■ **Document section**:
◇ ◇ ◇ ◇ ◇

Return the energy of a PseudoJet.

Arguments

• p::PseudoJet: The PseudoJet object.

Returns

• The energy of the PseudoJet.

eta(jet::T) where {T <: FourMomentum}

Compute the pseudorapidity (η) of a jet.

Returns

• The pseudorapidity (η) of the jet.

fast_findmin(dij, n)

Find the minimum value and its index in the first n elements of the dij array. The use of @turbo macro gives a significant performance boost.

Arguments

• dij: An array of values.
• n: The number of elements to consider in the dij array.

Returns

• dij_min: The minimum value in the first n elements of the dij array.
• best: The index of the minimum value in the dij array.

find_tile_neighbours!(tile_union, jetA, jetB, oldB, tiling)

Find the union of neighbouring tiles of jetA, jetB, and oldB and add them to the tile_union. This established the set of tiles over which searches for updated and new nearest-neighbours must be run

Arguments

• tile_union: The tile union to which the neighbouring tiles will be added.
• jetA: The first jet.
• jetB: The second jet.
• oldB: The old second jet.
• tiling: The tiling information.

Returns

The number of neighbouring tiles added to the tile_union.

geometric_distance(eta1::AbstractFloat, phi1::AbstractFloat, eta2::AbstractFloat, phi2::AbstractFloat)

Compute the geometric distance between two points in the rap-phi plane.

Arguments

• eta1::AbstractFloat: The eta coordinate of the first point.
• phi1::AbstractFloat: The phi coordinate of the first point.
• eta2::AbstractFloat: The eta coordinate of the second point.
• phi2::AbstractFloat: The phi coordinate of the second point.

Returns

• distance::Float64: The geometric distance between the two points.

get_algorithm_power_consistency(; p::Union{Real, Nothing}, algorithm::Union{JetAlgorithm.Algorithm, Nothing})

Get the algorithm and power consistency correct

This function checks the consistency between the algorithm and power parameters. If the algorithm is specified, it checks if the power parameter is consistent with the algorithm's known power. If the power parameter is not specified, it sets the power parameter based on the algorithm. If neither the algorithm nor the power parameter is specified, it throws an ArgumentError.

Arguments

• p::Union{Real, Nothing}: The power value.
• algorithm::Union{JetAlgorithm.Algorithm, Nothing}: The algorithm.

Returns

A named tuple of the consistent power and algorithm values.

Throws

• ArgumentError: If the algorithm and power are inconsistent or if neither the algorithm nor the power is specified.

get_all_ancestors(idx, cs::ClusterSequence)

Recursively finds all ancestors of a given index in a ClusterSequence object.

◇ ◇ ◇ ◇ ◇

■ **Materials provided**:
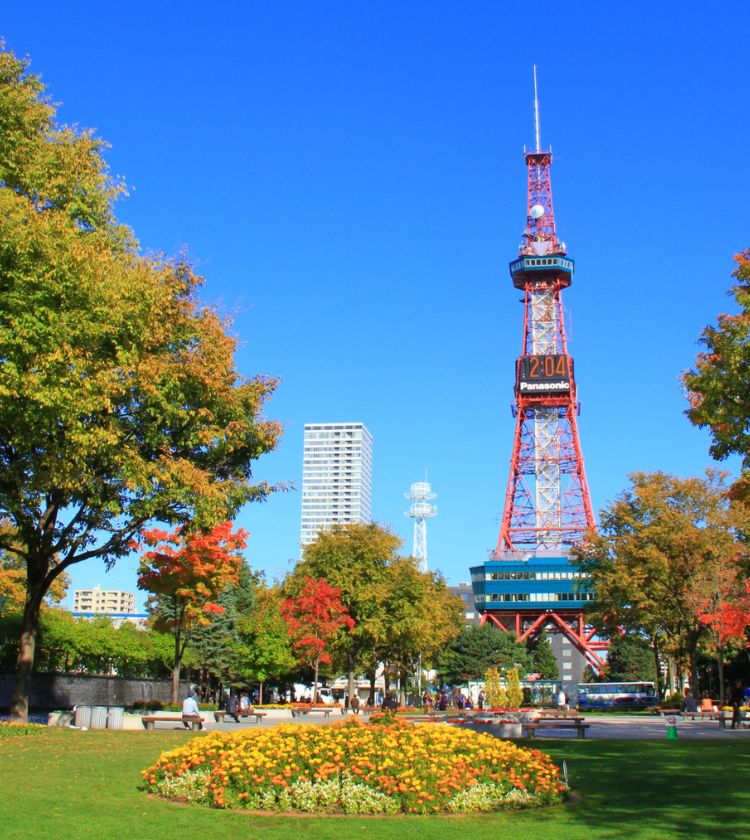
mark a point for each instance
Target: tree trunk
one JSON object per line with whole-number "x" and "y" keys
{"x": 694, "y": 672}
{"x": 371, "y": 698}
{"x": 19, "y": 710}
{"x": 351, "y": 689}
{"x": 36, "y": 569}
{"x": 175, "y": 683}
{"x": 404, "y": 678}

◇ ◇ ◇ ◇ ◇

■ **Exercise requirements**:
1: Reproduce every line of the records word for word, omitting the pictures.
2: Carry on the jet-clustering function reference from its last line.
The records and the function reference have nothing to do with each other.

■ **Outputs**:
1:
mark a point for each instance
Target: tree trunk
one JSON object per line with whole-number "x" and "y" keys
{"x": 694, "y": 672}
{"x": 371, "y": 698}
{"x": 19, "y": 710}
{"x": 351, "y": 689}
{"x": 36, "y": 569}
{"x": 175, "y": 683}
{"x": 404, "y": 678}

2:
Arguments

• idx: The index of the jet for which to find ancestors.
• cs: The ClusterSequence object containing the jet history.

Returns

An array of indices representing the ancestors of the given jet.

get_dij_dist(nn_dist, kt2_1, kt2_2, R2)

Compute the dij metric distance between two jets.

Arguments

• nn_dist: The nearest-neighbor distance between two jets.
• kt2_1: The squared momentum metric value of the first jet.
• kt2_2: The squared momentum metric value of the second jet.
• R2: The jet radius parameter squared.

Returns

The distance between the two jets.

If kt2_2 is equal to 0.0, then the first jet doesn't actually have a valid neighbour, so it's treated as a single jet adjacent to the beam.

get_tile(tiling_setup::TilingDef, eta::AbstractFloat, phi::AbstractFloat)

Given a tiling_setup object, eta and phi values, this function calculates the tile indices for the given eta and phi values.

Arguments

• tiling_setup: A TilingDef object that contains the tiling setup parameters.
• eta: The eta value for which to calculate the tile index.
• phi: The phi value for which to calculate the tile index.

Returns

• ieta: The tile index along the eta direction.
• iphi: The tile index along the phi direction.

get_tile_linear_index(tiling_setup::TilingDef, i_η::Int, i_ϕ::Int)

Compute the linear index of a tile in a tiled setup. This is much faster in this function than using the LinearIndices construct (like x100, which is bonkers, but there you go...)

Arguments

• tiling_setup::TilingDef: The tiling setup defining the number of tiles in each dimension.
• i_η::Int: The index of the tile in the η dimension.
• i_ϕ::Int: The index of the tile in the ϕ dimension.

Returns

• The linear index of the tile.

initial_history(particles)

Create an initial history for the given particles.

Arguments

• particles: The initial vector of stable particles.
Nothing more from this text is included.